**EXERCISE REQUIREMENTS:**
Reproduce everything in the material from the line containing "Task: annotate each instance of the bus window" down to the line containing "x=207 y=353", both lines included, character for character.
━━━━━━━━━━━━━━━━━━━━
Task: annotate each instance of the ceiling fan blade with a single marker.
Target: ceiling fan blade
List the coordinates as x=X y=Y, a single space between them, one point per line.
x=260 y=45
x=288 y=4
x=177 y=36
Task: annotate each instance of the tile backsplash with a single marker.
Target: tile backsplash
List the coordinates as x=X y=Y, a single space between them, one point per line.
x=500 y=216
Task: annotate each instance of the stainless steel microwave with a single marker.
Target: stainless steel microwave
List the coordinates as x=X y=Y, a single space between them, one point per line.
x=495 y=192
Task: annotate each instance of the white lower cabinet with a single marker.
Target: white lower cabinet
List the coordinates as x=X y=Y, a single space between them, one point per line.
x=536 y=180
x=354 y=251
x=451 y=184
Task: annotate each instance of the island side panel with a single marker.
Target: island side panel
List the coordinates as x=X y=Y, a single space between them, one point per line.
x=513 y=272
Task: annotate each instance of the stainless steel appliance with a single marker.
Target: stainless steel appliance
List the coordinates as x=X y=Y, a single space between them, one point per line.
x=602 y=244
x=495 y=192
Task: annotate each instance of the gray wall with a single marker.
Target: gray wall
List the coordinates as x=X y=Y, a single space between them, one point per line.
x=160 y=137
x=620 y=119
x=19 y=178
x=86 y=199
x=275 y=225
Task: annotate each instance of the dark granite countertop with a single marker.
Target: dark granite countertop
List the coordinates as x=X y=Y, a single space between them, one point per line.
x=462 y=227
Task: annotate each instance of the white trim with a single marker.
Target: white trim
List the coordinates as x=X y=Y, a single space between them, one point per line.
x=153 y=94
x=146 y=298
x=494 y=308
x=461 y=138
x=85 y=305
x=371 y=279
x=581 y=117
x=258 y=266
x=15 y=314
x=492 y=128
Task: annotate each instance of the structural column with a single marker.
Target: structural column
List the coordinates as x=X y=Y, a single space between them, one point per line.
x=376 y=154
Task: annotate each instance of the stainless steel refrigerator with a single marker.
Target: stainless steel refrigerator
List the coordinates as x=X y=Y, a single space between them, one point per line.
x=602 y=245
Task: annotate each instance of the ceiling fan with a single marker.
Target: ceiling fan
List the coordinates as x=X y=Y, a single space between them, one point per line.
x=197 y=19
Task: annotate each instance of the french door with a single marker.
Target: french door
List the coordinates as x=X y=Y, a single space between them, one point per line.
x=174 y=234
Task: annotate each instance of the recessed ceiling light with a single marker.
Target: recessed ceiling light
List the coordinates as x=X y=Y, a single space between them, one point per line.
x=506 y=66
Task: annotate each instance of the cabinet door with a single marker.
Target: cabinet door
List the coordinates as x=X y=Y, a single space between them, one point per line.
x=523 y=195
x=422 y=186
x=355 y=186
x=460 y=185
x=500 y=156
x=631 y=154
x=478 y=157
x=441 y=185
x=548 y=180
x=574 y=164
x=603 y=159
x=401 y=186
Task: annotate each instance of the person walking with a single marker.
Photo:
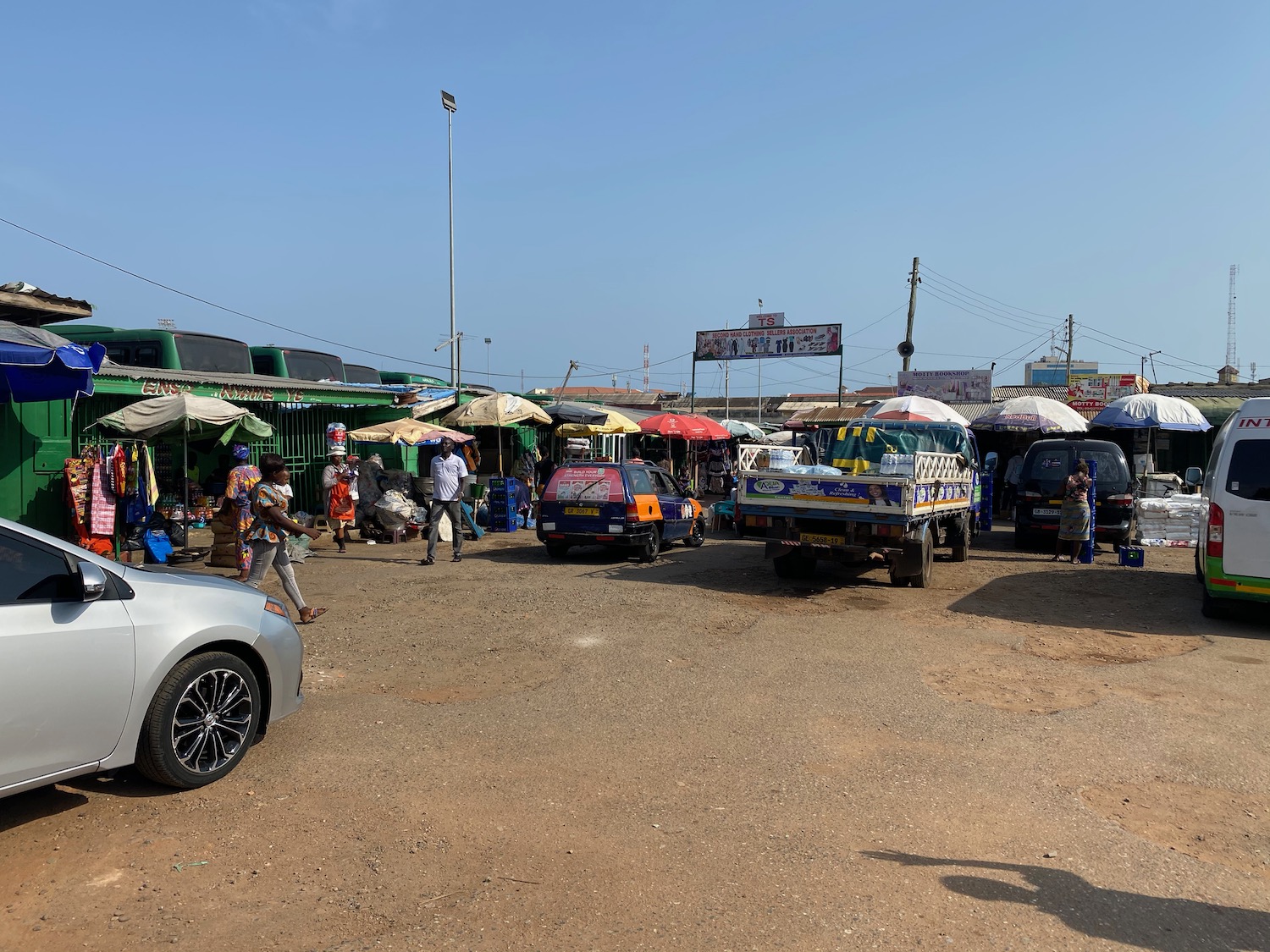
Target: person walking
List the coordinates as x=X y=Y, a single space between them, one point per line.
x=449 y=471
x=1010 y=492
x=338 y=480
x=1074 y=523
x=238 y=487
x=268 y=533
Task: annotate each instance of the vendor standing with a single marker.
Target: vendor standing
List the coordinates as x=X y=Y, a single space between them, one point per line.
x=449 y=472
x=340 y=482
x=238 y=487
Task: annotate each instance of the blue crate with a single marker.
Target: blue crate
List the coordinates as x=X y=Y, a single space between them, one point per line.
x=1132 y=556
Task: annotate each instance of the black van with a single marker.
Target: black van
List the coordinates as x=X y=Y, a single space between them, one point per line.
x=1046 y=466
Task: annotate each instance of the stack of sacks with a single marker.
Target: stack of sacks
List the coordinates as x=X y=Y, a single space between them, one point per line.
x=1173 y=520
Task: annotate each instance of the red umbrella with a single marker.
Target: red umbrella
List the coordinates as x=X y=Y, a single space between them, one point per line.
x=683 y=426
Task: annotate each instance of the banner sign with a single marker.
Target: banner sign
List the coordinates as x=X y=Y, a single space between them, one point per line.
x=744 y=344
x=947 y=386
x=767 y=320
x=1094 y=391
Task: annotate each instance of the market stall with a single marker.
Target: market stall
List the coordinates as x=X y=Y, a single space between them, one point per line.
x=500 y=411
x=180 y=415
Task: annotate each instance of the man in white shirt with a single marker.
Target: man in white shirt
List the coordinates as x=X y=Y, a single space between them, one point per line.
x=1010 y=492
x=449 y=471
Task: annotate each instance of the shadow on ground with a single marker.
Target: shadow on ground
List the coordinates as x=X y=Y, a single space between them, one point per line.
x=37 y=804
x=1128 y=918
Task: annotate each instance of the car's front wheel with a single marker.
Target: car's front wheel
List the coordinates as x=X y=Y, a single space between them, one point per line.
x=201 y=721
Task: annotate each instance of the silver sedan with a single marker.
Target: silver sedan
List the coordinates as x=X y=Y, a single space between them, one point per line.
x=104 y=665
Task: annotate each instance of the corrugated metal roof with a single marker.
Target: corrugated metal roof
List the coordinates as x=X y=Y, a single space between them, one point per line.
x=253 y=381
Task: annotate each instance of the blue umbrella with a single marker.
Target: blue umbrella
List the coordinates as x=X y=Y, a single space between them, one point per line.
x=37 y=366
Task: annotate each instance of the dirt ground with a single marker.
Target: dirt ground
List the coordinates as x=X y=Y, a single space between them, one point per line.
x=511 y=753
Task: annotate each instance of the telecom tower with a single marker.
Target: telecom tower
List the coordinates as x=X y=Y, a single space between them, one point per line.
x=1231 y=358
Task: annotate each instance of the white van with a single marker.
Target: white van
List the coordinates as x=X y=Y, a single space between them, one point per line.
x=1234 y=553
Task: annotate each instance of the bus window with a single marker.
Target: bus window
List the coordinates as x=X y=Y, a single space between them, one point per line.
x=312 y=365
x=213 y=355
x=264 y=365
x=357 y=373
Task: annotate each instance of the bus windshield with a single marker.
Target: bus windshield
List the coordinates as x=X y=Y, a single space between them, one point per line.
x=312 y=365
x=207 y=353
━━━━━━━━━━━━━━━━━━━━
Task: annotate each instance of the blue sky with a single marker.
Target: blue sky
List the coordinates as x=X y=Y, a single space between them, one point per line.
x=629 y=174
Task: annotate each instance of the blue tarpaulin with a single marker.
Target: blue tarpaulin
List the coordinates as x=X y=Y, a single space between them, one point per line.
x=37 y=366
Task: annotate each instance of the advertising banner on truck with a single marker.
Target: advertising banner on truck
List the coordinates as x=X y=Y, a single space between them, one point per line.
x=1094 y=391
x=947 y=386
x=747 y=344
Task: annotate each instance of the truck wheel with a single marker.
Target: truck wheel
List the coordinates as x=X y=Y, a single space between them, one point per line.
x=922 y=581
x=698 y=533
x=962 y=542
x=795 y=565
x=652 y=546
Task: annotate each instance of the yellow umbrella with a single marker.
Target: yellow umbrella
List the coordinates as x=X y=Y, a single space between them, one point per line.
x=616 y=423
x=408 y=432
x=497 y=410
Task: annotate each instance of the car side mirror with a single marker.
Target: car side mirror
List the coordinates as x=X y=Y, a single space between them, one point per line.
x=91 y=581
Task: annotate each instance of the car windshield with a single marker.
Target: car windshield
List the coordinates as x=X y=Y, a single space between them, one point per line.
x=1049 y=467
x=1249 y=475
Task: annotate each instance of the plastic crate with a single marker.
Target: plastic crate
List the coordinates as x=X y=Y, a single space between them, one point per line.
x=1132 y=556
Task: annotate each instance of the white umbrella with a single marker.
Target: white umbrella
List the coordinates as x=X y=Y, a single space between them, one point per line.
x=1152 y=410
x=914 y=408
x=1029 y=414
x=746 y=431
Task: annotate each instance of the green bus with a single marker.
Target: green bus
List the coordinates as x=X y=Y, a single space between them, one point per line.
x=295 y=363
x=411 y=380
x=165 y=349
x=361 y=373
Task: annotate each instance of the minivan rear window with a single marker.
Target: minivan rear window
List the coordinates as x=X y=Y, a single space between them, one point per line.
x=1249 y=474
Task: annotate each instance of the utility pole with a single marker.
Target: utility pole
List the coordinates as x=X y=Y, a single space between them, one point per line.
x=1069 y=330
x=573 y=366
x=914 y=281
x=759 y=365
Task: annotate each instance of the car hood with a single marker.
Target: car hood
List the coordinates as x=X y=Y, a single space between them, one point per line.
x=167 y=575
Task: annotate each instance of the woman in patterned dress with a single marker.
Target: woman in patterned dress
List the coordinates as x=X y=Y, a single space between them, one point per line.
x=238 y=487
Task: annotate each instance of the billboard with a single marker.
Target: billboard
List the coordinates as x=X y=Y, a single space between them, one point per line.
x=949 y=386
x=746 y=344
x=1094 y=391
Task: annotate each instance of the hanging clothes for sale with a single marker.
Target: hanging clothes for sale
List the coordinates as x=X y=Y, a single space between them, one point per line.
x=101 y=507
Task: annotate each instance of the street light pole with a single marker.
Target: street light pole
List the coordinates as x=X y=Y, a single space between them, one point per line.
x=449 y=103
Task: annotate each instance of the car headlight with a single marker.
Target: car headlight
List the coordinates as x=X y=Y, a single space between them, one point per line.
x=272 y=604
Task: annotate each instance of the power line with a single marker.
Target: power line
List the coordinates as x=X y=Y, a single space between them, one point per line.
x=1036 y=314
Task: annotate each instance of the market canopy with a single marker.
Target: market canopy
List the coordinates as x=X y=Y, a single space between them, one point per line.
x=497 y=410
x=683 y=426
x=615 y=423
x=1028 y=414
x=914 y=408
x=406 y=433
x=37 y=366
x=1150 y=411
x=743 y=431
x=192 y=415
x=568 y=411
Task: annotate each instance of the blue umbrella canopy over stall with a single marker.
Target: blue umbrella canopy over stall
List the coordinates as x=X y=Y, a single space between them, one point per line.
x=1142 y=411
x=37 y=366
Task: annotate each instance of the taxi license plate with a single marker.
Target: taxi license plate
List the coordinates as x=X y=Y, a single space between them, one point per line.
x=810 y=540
━━━━━━━━━━━━━━━━━━━━
**TASK ANSWER:**
Task: annotate each instance of the bus window with a single marker.
Target: bus window
List the coordinates as x=X y=Y, a single space between them, one point per line.
x=312 y=365
x=213 y=355
x=264 y=365
x=357 y=373
Task: annotate each instance of the bus windshield with a single marker.
Target: bus windshield
List the coordinates as x=X y=Y, a single space between them, one point per line.
x=312 y=365
x=207 y=353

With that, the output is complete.